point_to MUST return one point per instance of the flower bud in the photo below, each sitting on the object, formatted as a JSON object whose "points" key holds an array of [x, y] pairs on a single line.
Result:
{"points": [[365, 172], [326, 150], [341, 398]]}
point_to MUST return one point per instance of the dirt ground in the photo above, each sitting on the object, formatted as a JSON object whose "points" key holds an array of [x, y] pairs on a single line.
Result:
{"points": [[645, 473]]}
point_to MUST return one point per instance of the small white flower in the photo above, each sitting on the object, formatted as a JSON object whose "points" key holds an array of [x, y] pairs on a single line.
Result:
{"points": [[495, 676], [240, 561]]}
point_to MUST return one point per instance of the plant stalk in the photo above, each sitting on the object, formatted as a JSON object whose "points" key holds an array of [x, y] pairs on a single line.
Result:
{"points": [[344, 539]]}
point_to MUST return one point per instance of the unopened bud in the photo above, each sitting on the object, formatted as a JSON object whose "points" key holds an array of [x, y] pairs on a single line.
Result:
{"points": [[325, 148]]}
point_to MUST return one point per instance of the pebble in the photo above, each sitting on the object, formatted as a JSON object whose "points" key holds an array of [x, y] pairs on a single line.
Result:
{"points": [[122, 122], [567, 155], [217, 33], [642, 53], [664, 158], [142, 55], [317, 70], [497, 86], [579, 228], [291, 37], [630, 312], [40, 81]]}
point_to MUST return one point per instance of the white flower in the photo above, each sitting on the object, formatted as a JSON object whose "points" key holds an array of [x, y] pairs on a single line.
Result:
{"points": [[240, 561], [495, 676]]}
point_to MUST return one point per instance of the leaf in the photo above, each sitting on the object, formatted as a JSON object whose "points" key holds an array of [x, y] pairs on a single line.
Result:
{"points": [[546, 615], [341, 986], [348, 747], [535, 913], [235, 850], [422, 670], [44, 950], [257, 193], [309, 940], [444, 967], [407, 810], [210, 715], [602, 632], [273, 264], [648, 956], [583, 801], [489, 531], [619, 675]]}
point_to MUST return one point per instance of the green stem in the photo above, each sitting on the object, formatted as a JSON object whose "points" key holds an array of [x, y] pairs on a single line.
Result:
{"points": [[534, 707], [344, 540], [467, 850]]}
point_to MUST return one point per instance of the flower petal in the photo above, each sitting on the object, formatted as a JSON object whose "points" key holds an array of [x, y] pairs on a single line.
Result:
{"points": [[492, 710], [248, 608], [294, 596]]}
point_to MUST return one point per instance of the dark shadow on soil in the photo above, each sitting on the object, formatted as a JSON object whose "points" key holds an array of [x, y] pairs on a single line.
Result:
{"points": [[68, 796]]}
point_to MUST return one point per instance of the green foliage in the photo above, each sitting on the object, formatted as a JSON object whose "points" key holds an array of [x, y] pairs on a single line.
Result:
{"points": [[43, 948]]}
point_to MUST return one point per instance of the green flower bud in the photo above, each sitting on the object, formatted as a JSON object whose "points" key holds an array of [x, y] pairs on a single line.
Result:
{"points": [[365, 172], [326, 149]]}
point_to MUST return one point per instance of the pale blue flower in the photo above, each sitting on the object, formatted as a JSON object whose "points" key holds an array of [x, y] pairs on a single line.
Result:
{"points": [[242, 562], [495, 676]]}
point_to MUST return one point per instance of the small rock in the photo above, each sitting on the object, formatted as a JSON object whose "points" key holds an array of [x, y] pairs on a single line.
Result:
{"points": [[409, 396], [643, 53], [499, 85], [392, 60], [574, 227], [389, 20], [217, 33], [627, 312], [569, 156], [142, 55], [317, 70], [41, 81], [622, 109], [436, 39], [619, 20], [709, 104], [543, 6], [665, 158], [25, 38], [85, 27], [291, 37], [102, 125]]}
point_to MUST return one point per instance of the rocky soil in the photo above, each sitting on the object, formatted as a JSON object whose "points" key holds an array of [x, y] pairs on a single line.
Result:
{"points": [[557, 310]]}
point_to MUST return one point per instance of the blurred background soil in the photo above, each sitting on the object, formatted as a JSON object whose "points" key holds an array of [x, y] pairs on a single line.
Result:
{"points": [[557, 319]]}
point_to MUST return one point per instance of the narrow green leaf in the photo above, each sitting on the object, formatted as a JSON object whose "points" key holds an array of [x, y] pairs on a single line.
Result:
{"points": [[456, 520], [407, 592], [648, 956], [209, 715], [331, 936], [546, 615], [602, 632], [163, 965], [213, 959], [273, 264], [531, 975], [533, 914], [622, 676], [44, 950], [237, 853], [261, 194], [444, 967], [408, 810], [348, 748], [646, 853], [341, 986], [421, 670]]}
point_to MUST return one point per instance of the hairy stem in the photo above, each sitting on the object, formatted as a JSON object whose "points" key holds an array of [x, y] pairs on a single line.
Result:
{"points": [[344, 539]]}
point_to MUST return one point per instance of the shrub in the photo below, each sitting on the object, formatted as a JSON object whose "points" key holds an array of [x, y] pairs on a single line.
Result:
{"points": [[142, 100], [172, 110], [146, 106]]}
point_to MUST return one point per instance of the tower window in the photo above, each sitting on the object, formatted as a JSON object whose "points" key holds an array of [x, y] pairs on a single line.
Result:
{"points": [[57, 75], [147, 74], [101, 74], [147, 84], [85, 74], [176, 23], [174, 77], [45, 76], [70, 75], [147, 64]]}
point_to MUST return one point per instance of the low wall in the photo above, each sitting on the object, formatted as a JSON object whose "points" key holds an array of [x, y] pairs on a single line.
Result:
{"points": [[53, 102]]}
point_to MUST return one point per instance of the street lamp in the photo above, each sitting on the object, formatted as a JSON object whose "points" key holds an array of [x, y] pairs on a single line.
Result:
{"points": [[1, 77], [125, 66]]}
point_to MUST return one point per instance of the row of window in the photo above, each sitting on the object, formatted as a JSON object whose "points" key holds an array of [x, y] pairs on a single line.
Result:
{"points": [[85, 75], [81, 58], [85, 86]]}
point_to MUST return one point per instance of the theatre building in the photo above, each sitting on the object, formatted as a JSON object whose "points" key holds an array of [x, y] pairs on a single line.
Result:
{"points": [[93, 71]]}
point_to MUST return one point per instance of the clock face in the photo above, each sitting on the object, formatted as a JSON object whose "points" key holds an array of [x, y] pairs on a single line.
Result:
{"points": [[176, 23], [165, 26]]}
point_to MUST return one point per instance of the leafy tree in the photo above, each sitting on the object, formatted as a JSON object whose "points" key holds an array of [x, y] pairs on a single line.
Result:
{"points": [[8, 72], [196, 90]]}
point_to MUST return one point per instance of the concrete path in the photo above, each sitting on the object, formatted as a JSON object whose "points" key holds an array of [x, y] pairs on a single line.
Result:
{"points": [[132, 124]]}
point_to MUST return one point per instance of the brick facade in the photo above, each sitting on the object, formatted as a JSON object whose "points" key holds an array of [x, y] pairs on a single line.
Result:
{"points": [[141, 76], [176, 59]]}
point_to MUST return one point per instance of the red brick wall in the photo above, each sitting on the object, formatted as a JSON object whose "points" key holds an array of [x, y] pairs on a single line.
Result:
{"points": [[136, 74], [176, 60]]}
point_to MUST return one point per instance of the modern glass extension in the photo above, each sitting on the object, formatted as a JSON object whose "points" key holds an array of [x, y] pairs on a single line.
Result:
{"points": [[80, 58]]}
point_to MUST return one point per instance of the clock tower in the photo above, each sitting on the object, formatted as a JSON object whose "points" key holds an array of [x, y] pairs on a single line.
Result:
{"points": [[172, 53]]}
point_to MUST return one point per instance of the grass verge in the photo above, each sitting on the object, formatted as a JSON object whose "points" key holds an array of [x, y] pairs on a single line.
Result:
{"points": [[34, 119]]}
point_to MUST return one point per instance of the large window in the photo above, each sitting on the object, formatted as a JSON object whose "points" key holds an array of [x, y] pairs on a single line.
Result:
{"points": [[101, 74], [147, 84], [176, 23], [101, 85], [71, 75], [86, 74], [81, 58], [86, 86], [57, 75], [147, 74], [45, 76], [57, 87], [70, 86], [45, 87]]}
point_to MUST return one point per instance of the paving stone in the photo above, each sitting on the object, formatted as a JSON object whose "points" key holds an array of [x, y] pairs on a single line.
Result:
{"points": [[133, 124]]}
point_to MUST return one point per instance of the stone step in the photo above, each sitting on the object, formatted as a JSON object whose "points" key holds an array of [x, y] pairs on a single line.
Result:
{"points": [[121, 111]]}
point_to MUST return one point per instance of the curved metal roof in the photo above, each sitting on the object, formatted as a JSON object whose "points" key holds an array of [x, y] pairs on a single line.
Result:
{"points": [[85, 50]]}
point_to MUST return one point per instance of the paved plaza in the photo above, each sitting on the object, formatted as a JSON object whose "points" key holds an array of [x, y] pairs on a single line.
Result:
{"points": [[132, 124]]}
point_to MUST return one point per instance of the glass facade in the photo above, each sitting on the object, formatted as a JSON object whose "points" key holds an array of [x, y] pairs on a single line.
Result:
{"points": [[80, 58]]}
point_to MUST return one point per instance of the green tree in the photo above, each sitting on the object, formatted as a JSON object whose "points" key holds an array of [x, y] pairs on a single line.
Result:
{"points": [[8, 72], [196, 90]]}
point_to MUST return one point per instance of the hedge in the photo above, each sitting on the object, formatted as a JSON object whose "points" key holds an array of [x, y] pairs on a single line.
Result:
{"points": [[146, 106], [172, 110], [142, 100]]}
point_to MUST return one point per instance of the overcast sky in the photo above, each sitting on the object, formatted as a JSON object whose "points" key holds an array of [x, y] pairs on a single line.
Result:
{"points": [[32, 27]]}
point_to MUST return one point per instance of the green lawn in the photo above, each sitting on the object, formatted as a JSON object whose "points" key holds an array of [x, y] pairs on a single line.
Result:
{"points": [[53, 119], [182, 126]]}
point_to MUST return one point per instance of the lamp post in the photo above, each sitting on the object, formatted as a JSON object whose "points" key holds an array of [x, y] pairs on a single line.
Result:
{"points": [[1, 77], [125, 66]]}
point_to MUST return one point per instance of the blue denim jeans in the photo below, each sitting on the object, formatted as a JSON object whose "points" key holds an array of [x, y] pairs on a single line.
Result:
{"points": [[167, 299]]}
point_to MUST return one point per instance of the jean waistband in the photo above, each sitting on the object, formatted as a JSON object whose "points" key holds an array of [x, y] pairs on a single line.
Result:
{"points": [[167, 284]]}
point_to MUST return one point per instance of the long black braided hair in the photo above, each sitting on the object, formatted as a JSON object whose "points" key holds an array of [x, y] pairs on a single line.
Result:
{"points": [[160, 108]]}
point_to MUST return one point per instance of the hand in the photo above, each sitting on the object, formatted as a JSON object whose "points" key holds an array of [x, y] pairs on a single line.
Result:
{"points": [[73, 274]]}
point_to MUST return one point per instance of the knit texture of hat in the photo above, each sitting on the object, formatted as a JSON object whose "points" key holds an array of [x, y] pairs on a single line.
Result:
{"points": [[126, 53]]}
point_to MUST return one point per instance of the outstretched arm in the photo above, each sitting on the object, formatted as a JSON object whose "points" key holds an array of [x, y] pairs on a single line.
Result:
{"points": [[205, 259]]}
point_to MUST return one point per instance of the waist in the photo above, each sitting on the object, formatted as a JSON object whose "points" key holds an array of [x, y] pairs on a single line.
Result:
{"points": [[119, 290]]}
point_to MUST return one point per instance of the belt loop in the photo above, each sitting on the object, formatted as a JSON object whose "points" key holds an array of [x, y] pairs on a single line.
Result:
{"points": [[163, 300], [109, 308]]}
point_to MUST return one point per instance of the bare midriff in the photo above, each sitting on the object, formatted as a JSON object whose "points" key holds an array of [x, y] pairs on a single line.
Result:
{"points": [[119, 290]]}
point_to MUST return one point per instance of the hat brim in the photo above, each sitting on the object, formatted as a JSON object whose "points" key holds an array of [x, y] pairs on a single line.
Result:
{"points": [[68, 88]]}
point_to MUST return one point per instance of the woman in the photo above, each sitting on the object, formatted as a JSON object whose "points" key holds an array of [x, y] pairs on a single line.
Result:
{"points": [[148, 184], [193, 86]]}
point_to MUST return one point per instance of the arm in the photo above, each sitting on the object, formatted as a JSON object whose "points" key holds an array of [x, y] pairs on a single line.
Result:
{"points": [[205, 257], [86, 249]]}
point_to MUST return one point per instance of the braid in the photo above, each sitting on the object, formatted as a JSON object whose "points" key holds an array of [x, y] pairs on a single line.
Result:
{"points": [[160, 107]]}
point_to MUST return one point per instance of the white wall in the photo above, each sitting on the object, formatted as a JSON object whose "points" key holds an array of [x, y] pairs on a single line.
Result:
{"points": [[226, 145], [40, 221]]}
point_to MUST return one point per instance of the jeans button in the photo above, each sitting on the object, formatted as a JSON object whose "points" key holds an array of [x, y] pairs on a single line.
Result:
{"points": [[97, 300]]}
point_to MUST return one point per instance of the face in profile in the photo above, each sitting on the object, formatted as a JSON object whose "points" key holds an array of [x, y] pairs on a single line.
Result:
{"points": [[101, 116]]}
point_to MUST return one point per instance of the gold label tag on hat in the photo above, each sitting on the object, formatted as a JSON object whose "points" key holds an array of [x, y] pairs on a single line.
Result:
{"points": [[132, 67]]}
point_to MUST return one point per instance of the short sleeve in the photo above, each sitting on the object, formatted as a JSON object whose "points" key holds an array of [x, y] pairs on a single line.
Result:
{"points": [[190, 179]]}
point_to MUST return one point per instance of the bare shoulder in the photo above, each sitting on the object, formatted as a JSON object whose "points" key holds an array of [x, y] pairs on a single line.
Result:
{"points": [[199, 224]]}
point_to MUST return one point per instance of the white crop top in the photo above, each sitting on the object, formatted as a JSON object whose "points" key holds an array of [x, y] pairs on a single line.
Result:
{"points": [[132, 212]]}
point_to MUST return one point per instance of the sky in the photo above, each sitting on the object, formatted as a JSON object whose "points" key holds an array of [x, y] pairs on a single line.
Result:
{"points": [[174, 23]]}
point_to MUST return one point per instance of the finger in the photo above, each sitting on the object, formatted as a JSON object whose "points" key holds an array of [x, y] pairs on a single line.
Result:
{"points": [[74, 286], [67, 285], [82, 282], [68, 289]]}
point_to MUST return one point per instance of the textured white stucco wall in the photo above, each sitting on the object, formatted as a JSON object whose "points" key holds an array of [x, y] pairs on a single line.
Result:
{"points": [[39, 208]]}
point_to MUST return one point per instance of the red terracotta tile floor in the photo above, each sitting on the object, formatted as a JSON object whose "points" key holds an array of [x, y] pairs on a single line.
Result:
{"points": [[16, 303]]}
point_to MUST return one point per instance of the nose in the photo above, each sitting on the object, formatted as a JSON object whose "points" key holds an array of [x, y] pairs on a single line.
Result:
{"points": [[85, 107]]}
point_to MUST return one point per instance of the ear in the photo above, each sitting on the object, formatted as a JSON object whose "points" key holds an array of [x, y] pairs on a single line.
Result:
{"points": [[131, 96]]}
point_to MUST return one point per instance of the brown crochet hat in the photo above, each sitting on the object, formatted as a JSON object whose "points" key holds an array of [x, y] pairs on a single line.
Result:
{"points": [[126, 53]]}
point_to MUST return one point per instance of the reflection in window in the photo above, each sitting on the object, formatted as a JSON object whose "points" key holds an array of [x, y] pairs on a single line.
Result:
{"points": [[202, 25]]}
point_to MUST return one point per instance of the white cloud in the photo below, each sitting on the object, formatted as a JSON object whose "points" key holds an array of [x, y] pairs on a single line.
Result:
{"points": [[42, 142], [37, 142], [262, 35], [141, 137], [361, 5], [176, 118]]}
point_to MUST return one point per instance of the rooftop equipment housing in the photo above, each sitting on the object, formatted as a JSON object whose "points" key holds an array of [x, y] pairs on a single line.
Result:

○ ○ ○ ○ ○

Work to complete
Find the number of lines in the data above that contain "blue". Please give that number alone.

Your response
2